| Texte de la page |
* * *

Il existe de nombreuses copies de ce tableau, dont deux retiennent particulièrement l'intérêt des historiens de l'art : l'une est conservée à Odessa et l'autre appartient à une collection privée romaine. Si la version d'Odessa est généralement rejetée du catalogue des œuvres de Caravage, celle de Rome est vivement discutée depuis 2004, et pourrait même prétendre au statut d’œuvre autographe, au même titre que la toile de Dublin.

Contexte

Asdrubale Mattei, l'un des trois frères Mattei chez qui Caravage s'installe en 1601 et qui deviennent des protecteurs et commanditaires avisés.
Portrait anonyme, XVIIe siècle, musée Condé de Chantilly.

Au tout début du XVIIe siècle, la carrière de Caravage est désormais fort bien lancée, comme en attestent les commandes majeures qui lui sont confiées pour décorer la chapelle Contarelli ou encore la chapelle Cerasi. Mais en 1601, l'artiste quitte la résidence du cardinal Del Monte  qui a tant fait pour accompagner ce succès  pour rejoindre le tout nouveau Palazzo Mattei où vit le cardinal Girolamo Mattei ainsi que ses frères, Asdrubale et Ciriaco[1]. Il n'y passe que deux années, mais ce changement de lieu et de protecteur marque une évolution dans sa manière de peindre : les scènes de genre aux thèmes musicaux et mythologiques chers à Del Monte sont délaissées au profit de la narration religieuse[1]. Sans doute influencé par le sérieux et la solennité exigés pour les grandes commandes publiques qu'il a honorées, Caravage tend à modifier l'atmosphère de ses tableaux à destination de collections privées, dans un sens à la fois plus monumental et plus épuré. Dans L'Arrestation du Christ comme dans L'Incrédulité de saint Thomas, qui est peint à peu près en même temps et pour le même commanditaire, la narration se joue essentiellement sur les expressions faciales et les gestes des personnages, beaucoup plus que sur les costumes ou sur les décors qui disparaissent totalement[1]. Toutefois, il est également possible de considérer cette toile comme s'insérant dans la lignée des grands formats créés pour décorer les chapelles Contarelli et Cerasi : l'historienne de l'art Francesca Cappelletti y voit notamment une « même densité des ombres, [une] même maîtrise de l'intensité dramatique »[2].

Commande

Au XVIIe siècle, l'historien et critique d'art italien Giovanni Pietro Bellori, parmi les tout premiers biographes de Caravage, désigne le marquis Asdrubale Mattei, l'un des « seigneurs romains [attirés par] le charme de son pinceau »[3], comme commanditaire de l'œuvre. Même si, au XXIe siècle, des auteurs moins spécialisés persistent à lui en attribuer la responsabilité de la commande[4], les spécialistes contemporains s'accordent plutôt à identifier Ciriaco Mattei (frère d'Asdrubale ainsi que du cardinal Girolamo Mattei) comme commanditaire. Il aurait passé cette commande auprès de Caravage en 1602[5].

* * *

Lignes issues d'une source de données
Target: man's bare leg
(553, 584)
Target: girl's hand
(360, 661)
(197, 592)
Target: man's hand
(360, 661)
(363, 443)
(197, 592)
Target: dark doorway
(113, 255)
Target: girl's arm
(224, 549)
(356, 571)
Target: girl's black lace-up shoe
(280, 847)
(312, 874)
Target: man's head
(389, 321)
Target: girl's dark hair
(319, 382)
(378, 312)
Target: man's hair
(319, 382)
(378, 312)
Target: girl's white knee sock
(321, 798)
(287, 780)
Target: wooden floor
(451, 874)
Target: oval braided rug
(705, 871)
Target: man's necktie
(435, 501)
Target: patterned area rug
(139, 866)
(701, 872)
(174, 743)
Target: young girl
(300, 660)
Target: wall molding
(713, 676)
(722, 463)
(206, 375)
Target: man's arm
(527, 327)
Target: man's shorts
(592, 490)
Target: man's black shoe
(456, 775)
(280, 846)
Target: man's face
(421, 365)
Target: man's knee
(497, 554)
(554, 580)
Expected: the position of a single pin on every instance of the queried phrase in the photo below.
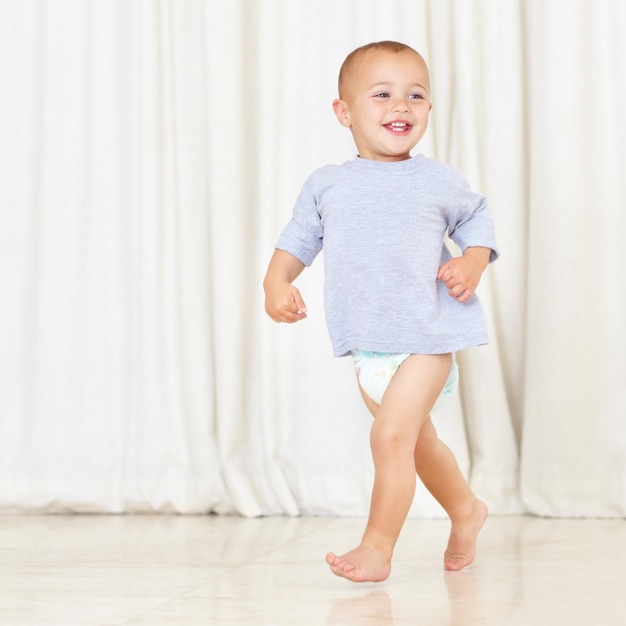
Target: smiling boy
(395, 298)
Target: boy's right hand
(283, 303)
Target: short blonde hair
(351, 60)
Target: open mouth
(398, 127)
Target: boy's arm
(461, 275)
(283, 302)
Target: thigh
(415, 387)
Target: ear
(341, 111)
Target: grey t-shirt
(382, 227)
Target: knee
(390, 438)
(427, 438)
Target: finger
(299, 302)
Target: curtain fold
(150, 153)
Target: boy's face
(385, 102)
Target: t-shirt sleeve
(470, 223)
(303, 235)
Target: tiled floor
(229, 571)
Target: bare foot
(462, 543)
(363, 564)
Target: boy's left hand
(461, 275)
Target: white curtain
(150, 153)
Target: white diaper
(375, 369)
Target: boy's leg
(406, 404)
(438, 470)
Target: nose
(400, 104)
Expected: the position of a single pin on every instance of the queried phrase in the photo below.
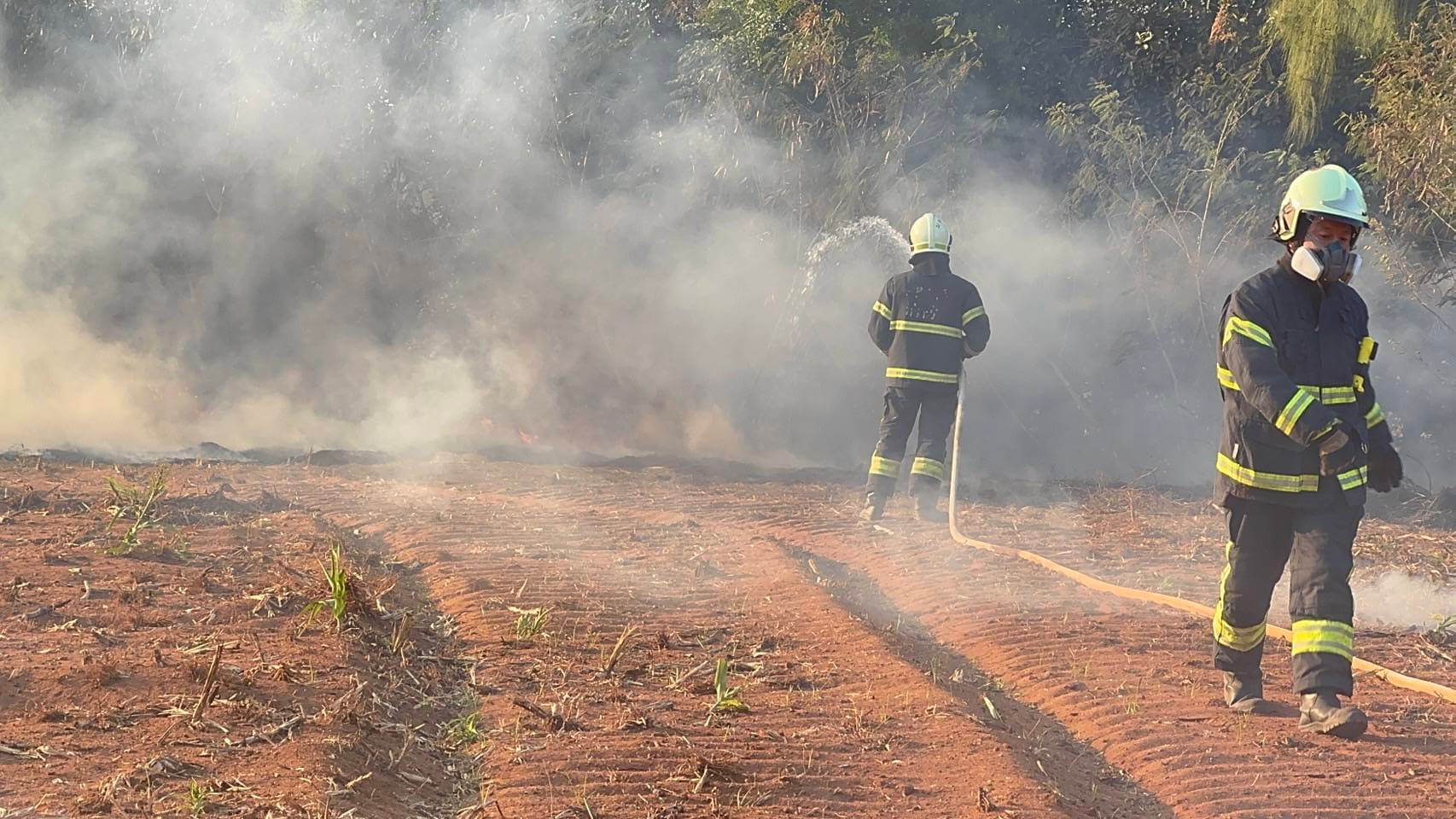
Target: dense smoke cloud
(319, 224)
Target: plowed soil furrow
(1129, 680)
(1126, 681)
(837, 723)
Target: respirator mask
(1331, 264)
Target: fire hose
(1359, 665)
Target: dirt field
(637, 641)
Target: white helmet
(929, 235)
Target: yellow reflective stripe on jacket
(1226, 379)
(1273, 482)
(1327, 394)
(884, 468)
(1239, 639)
(1247, 329)
(1324, 636)
(928, 468)
(1292, 412)
(1276, 482)
(928, 328)
(1354, 478)
(921, 375)
(1375, 416)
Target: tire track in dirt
(839, 726)
(1130, 681)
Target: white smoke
(1402, 601)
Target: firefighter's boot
(1243, 693)
(925, 507)
(874, 508)
(1322, 713)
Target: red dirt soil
(882, 672)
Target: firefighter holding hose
(926, 322)
(1302, 439)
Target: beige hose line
(1392, 677)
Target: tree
(1313, 35)
(1410, 150)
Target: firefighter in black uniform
(926, 322)
(1302, 439)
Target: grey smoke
(332, 226)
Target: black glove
(1340, 450)
(1386, 468)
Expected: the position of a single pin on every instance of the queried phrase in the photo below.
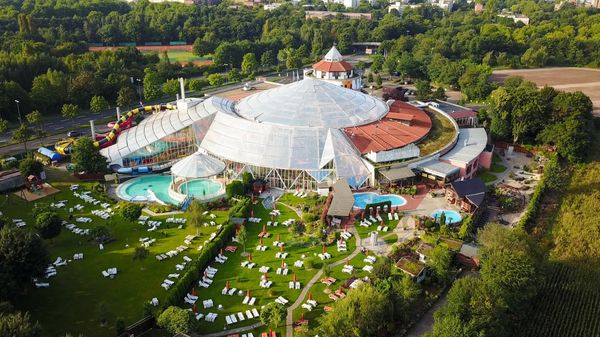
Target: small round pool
(143, 188)
(200, 187)
(452, 217)
(362, 199)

* * *

| Exercice proposé 1 |
Selon le texte sur L'Arrestation du Christ, qui les spécialistes contemporains identifient-ils comme commanditaire de l'œuvre ?
| Exercice proposé 2 |
Mets sous forme de liste JSON de chaînes les lignes de données, de celle qui contient « Target: white smoke » jusqu'à la dernière ligne de données incluse, avec une chaîne par ligne et sans les lignes vides. Laisse les images de côté.

| Corrigé complet 1 |
Ciriaco Mattei, frère d'Asdrubale et du cardinal Girolamo Mattei.

| Corrigé complet 2 |
[
  "Target: white smoke",
  "(1402, 601)",
  "Target: firefighter's boot",
  "(1243, 693)",
  "(925, 507)",
  "(874, 508)",
  "(1322, 713)",
  "Target: red dirt soil",
  "(882, 672)",
  "Target: firefighter holding hose",
  "(926, 322)",
  "(1302, 439)",
  "Target: beige hose line",
  "(1392, 677)",
  "Target: tree",
  "(1313, 35)",
  "(1410, 150)",
  "Target: firefighter in black uniform",
  "(926, 322)",
  "(1302, 439)",
  "Target: grey smoke",
  "(332, 226)",
  "Target: black glove",
  "(1340, 450)",
  "(1386, 468)",
  "Expected: the position of a single pin on every instance of the queried phrase in the photo below.",
  "Target: small round pool",
  "(143, 188)",
  "(200, 187)",
  "(452, 217)",
  "(362, 199)"
]